═════ DATA RECORDS
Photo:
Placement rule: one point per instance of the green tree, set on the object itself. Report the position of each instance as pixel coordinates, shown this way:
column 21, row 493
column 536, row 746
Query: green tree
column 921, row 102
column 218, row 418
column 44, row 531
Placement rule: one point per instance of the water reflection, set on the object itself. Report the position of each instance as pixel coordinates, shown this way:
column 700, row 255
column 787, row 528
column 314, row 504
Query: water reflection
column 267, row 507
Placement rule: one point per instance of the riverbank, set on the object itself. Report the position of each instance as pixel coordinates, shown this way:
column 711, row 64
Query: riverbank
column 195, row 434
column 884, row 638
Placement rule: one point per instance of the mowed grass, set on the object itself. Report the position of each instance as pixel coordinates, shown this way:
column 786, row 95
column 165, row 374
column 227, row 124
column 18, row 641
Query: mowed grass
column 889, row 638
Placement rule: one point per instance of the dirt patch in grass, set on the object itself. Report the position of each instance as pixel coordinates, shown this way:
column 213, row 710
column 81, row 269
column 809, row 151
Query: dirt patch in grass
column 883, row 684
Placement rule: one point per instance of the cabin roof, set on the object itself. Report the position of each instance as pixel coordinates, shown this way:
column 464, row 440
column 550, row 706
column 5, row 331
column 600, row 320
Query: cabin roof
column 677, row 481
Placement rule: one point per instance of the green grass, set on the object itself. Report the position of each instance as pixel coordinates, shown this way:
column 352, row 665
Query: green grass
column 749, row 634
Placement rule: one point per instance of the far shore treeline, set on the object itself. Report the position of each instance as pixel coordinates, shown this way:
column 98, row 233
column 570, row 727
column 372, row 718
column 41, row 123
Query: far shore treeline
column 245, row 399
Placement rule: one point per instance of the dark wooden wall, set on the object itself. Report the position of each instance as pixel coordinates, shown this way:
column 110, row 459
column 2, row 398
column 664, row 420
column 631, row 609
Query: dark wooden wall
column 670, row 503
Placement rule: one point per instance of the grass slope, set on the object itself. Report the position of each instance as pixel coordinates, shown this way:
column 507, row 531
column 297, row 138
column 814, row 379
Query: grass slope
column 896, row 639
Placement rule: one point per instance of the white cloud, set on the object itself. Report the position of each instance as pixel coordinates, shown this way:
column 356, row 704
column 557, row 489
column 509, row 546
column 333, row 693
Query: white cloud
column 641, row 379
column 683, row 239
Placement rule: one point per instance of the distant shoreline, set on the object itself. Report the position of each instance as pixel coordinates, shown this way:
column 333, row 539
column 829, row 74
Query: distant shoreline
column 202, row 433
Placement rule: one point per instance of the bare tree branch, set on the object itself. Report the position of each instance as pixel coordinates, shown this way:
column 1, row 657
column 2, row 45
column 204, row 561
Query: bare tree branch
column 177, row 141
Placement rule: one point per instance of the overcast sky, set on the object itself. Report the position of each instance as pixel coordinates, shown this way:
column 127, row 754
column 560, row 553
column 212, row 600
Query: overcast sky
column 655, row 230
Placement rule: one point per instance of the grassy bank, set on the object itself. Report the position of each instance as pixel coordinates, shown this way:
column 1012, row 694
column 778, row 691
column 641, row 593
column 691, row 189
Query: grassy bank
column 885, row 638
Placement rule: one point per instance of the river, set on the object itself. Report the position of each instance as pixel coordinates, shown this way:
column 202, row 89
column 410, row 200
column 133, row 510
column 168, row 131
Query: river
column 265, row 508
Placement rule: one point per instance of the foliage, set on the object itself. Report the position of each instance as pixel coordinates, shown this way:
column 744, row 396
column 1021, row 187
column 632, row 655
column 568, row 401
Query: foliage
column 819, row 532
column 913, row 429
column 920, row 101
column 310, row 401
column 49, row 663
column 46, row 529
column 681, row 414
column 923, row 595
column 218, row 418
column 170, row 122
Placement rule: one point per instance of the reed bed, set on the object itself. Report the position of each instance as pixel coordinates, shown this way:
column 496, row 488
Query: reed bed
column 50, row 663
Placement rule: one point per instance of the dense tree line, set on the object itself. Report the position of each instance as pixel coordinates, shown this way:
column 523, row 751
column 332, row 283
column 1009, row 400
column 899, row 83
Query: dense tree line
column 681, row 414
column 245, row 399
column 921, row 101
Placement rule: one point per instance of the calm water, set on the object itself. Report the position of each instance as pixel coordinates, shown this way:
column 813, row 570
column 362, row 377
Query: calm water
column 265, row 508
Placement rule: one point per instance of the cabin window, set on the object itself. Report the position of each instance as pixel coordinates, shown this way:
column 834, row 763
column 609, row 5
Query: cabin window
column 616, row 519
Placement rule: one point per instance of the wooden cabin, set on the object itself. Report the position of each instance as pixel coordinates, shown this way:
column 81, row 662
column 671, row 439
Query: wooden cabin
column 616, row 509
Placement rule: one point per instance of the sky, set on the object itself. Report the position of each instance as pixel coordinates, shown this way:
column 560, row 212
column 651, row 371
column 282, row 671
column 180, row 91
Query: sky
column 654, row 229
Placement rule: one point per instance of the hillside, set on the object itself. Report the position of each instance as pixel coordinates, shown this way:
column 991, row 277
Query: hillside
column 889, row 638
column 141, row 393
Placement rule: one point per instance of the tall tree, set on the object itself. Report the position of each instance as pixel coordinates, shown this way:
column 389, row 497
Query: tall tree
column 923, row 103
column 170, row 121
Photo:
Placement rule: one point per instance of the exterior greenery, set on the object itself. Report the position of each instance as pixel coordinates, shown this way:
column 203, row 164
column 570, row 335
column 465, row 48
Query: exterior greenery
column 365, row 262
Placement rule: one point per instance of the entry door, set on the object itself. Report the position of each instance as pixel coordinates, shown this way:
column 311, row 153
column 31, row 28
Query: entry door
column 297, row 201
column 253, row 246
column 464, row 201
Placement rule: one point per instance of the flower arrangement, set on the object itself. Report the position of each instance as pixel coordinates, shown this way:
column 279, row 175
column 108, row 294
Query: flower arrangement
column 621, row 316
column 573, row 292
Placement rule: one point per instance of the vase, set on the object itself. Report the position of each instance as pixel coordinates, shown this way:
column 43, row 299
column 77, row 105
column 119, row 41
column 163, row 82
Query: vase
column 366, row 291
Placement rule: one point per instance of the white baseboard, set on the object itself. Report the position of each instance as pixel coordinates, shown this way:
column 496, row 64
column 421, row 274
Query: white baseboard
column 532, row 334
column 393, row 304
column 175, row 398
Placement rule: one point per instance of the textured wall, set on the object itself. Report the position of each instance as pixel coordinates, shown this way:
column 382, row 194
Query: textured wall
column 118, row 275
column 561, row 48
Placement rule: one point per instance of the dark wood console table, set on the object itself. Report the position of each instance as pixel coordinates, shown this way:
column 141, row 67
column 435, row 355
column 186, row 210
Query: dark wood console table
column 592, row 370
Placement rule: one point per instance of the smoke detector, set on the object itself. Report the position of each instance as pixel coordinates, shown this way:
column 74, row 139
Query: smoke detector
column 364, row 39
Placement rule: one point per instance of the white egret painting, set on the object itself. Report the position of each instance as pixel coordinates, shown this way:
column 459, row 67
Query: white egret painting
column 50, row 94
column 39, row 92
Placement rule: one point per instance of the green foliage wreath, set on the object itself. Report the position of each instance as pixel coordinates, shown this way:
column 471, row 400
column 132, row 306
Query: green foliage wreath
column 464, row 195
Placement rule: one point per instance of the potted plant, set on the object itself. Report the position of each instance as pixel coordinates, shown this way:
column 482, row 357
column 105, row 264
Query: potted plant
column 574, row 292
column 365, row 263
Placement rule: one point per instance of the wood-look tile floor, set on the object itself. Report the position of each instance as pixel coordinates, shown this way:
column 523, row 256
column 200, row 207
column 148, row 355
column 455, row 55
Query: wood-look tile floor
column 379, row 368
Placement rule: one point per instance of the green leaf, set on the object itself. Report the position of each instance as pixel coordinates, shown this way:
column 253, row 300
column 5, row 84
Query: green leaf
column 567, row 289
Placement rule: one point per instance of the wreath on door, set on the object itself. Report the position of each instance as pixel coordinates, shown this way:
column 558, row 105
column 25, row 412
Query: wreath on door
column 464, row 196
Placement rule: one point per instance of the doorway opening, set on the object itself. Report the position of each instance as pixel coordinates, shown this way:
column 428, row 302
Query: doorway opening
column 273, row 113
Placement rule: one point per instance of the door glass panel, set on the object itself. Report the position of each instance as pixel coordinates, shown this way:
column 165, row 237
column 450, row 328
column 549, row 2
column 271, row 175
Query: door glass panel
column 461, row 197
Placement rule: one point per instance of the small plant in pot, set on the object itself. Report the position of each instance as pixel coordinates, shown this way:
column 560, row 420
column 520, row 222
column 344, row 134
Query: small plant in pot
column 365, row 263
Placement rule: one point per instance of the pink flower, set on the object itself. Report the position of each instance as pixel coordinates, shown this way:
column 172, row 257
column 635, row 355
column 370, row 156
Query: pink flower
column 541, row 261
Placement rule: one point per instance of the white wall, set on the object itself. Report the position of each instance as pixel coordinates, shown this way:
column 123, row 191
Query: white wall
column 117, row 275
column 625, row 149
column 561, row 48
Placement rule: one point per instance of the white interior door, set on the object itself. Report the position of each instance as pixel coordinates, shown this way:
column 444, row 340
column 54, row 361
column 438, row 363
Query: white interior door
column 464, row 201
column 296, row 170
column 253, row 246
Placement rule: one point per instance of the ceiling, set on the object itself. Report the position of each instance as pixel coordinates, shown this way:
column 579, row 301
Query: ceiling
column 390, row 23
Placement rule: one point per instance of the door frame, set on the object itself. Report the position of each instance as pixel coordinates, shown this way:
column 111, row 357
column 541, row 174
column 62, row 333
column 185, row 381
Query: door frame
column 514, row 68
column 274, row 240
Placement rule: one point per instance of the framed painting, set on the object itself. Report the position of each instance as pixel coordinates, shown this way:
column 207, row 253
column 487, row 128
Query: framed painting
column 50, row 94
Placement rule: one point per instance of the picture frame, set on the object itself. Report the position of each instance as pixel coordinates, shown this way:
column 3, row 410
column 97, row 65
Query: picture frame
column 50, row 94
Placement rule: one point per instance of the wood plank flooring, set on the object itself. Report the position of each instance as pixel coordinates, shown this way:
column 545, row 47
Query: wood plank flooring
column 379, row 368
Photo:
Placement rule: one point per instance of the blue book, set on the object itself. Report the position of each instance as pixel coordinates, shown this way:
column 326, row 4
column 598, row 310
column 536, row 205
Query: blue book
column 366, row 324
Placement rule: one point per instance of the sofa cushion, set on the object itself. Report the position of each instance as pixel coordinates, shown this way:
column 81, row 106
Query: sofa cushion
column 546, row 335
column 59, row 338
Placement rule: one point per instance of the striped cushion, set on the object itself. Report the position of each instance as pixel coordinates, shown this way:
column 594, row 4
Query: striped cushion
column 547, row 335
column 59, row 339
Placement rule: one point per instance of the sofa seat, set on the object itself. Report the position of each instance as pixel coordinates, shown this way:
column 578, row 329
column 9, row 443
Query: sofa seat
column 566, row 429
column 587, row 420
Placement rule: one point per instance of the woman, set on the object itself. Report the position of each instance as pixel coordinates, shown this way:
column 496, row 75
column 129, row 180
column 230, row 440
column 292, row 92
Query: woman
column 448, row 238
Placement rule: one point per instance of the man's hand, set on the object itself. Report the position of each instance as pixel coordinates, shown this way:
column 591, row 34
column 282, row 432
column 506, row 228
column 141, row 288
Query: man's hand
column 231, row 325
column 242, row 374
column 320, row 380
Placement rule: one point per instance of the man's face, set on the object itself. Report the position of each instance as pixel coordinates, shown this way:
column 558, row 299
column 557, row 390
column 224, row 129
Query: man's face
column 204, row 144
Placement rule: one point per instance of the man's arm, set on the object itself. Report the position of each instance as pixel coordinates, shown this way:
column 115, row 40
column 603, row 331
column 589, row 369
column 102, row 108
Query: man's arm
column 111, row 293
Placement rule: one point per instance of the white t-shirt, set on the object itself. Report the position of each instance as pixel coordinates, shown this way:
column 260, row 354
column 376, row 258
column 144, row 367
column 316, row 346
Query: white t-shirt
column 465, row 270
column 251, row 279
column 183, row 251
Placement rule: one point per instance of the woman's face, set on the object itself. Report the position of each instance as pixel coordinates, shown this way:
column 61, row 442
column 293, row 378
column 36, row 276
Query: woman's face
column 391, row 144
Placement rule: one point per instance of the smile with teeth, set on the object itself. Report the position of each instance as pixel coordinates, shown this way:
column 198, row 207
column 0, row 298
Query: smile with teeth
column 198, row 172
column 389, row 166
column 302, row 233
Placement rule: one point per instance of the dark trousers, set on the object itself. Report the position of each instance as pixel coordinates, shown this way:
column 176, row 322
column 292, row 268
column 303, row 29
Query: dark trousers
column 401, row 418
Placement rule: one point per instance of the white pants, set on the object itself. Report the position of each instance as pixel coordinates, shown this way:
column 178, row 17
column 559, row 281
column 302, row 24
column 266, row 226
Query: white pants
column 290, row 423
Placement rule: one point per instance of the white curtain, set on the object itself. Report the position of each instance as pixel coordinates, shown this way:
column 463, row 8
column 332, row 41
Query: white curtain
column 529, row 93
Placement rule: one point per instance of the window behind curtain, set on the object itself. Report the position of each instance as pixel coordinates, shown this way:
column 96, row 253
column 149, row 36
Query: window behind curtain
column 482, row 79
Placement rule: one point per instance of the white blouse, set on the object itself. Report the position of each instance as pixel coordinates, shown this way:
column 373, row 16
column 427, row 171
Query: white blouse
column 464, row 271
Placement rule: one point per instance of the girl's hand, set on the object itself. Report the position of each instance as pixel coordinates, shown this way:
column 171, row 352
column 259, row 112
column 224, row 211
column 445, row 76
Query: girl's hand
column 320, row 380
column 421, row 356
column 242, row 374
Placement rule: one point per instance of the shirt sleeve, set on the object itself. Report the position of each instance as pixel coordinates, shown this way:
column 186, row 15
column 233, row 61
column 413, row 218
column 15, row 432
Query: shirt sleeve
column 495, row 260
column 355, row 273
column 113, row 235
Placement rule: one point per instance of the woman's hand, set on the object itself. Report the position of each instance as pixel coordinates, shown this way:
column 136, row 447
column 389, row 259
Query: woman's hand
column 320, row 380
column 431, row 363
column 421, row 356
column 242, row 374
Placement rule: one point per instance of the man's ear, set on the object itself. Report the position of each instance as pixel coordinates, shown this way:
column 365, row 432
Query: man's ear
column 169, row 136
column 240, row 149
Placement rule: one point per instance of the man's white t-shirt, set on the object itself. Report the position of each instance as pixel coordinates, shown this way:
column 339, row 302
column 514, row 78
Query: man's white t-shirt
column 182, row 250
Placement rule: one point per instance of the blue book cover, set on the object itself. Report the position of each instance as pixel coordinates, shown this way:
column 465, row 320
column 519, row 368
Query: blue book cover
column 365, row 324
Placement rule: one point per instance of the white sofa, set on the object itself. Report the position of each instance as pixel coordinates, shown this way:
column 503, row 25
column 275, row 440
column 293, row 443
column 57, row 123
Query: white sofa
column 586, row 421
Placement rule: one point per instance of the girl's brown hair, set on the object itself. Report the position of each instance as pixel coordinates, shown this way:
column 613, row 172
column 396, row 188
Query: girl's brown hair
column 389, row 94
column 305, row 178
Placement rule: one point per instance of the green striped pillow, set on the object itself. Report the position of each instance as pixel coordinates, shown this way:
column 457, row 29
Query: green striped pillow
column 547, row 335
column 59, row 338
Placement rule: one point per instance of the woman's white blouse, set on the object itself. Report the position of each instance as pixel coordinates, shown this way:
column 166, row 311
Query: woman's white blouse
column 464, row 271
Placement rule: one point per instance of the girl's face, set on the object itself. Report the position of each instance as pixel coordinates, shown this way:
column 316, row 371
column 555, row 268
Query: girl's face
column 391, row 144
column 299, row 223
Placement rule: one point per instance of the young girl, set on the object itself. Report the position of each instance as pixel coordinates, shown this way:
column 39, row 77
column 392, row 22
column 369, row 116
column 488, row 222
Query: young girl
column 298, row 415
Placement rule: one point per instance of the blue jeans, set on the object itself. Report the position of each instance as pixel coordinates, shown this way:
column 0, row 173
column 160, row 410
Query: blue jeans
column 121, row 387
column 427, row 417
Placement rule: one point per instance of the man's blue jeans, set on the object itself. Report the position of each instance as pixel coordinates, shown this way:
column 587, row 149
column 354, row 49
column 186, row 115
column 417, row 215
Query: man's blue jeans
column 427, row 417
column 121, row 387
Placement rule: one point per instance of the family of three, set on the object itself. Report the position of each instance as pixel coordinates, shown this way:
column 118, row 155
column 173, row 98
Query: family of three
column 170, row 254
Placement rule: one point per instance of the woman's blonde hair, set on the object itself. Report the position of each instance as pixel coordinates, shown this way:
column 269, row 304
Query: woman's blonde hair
══════════
TASK STATEMENT:
Reproduce the lines in the records above verbatim, starting at the line containing "Placement rule: one point per instance of the riverbank, set" and ending at the line containing "column 884, row 638", with both of those lines included.

EXERCISE SOLUTION:
Placement rule: one point per instance of the riverbank, set on the object itself. Report the position of each instance as pixel coordinates, shown this way:
column 711, row 64
Query: riverbank
column 195, row 434
column 884, row 638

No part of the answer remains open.